# DOCUMENT SOURCE
_ _ _ _
Les matières organiques ont été bien préservées grâce au pergélisol[5]. Environ 2 500 artéfacts en os et en ivoire ont été découverts sur le site entre 2002 et 2016[5]. Il s'agit notamment d'une pointe en corne de rhinocéros et de deux pointes en ivoire de mammouth, qui peuvent avoir été redressées avec un outillage lithique, combiné à du chauffage ou de la fumigation[3],[12]. Certains auteurs ont rapproché les pointes de Yana de celles de la culture Clovis[12] ; elles seraient les plus anciens exemples de pointes osseuses bi-biseautées, et le seul exemple trouvé à ce jour en dehors des Amériques[15]. On a également trouvé sur le site de nombreux ustensiles en ivoire, des pointes en os et en ivoire, des aiguilles en os, un poinçon en os de loup, des ornements et parures personnelles, et des armes de chasse[4].
Des matériaux non présents localement, tels que l'ambre, ont été utilisés pour fabriquer des ornements tels que des pendentifs, suggérant une grande mobilité ou des réseaux d'échange étendus[5].
Plus de 1 500 perles, dont certaines peintes à l'ocre rouge, ont été découvertes sur le site. Il s'agit notamment de perles arrondies en ivoire de mammouth et de perles tubulaires en os de lièvre[9]. Des pendentifs ont été trouvés fabriqués à partir de dents de rennes et d'incisives d'herbivores, et parfois de canines de carnivores, ou plus rarement de matériaux comme l'ambre, ainsi qu'un spécimen fabriqué à partir d'anthraxolite en forme de tête de cheval ou de mammouth[9]. On a également trouvé des ornements de coiffure en ivoire[9]. Les objets tridimensionnels sont moins courants, mais comprennent 19 figurines d'animaux en bois de cerf, probablement destinées à représenter des mammouths, trois récipients en ivoire ornés et deux défenses de mammouth gravées de dessins peut-être de chasseurs ou de danseurs[9].
_ _ _ _
# EXTRAIT DE DONNÉES
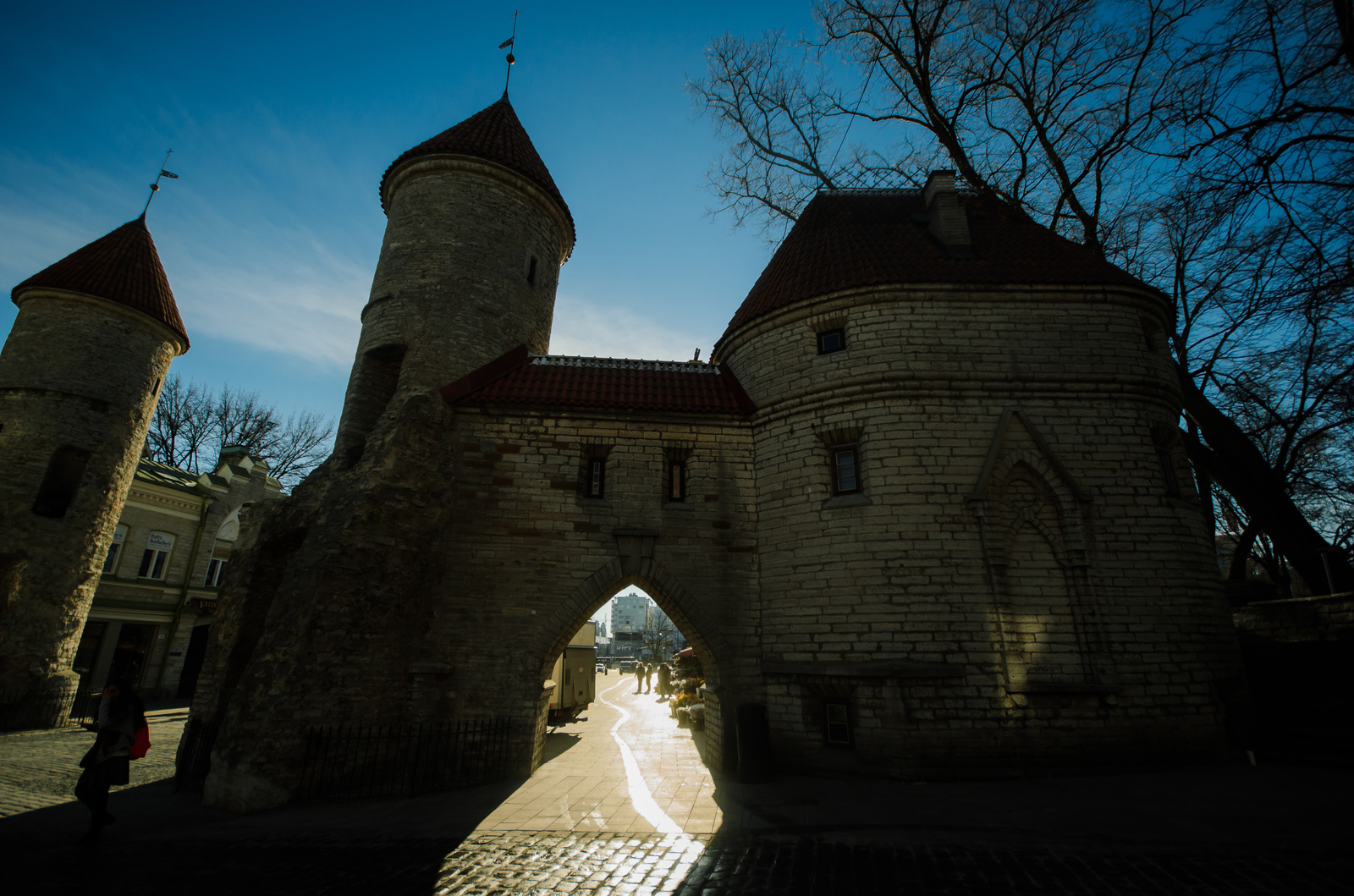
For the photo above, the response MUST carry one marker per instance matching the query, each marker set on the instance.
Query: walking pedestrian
(665, 679)
(121, 715)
_ _ _ _
# CONSIGNE ÉCRITE
Extrayez en entier le texte sur les objets du site de Yana et reproduisez-le sans la moindre modification.

# RÉSULTAT ATTENDU
Les matières organiques ont été bien préservées grâce au pergélisol[5]. Environ 2 500 artéfacts en os et en ivoire ont été découverts sur le site entre 2002 et 2016[5]. Il s'agit notamment d'une pointe en corne de rhinocéros et de deux pointes en ivoire de mammouth, qui peuvent avoir été redressées avec un outillage lithique, combiné à du chauffage ou de la fumigation[3],[12]. Certains auteurs ont rapproché les pointes de Yana de celles de la culture Clovis[12] ; elles seraient les plus anciens exemples de pointes osseuses bi-biseautées, et le seul exemple trouvé à ce jour en dehors des Amériques[15]. On a également trouvé sur le site de nombreux ustensiles en ivoire, des pointes en os et en ivoire, des aiguilles en os, un poinçon en os de loup, des ornements et parures personnelles, et des armes de chasse[4].
Des matériaux non présents localement, tels que l'ambre, ont été utilisés pour fabriquer des ornements tels que des pendentifs, suggérant une grande mobilité ou des réseaux d'échange étendus[5].
Plus de 1 500 perles, dont certaines peintes à l'ocre rouge, ont été découvertes sur le site. Il s'agit notamment de perles arrondies en ivoire de mammouth et de perles tubulaires en os de lièvre[9]. Des pendentifs ont été trouvés fabriqués à partir de dents de rennes et d'incisives d'herbivores, et parfois de canines de carnivores, ou plus rarement de matériaux comme l'ambre, ainsi qu'un spécimen fabriqué à partir d'anthraxolite en forme de tête de cheval ou de mammouth[9]. On a également trouvé des ornements de coiffure en ivoire[9]. Les objets tridimensionnels sont moins courants, mais comprennent 19 figurines d'animaux en bois de cerf, probablement destinées à représenter des mammouths, trois récipients en ivoire ornés et deux défenses de mammouth gravées de dessins peut-être de chasseurs ou de danseurs[9].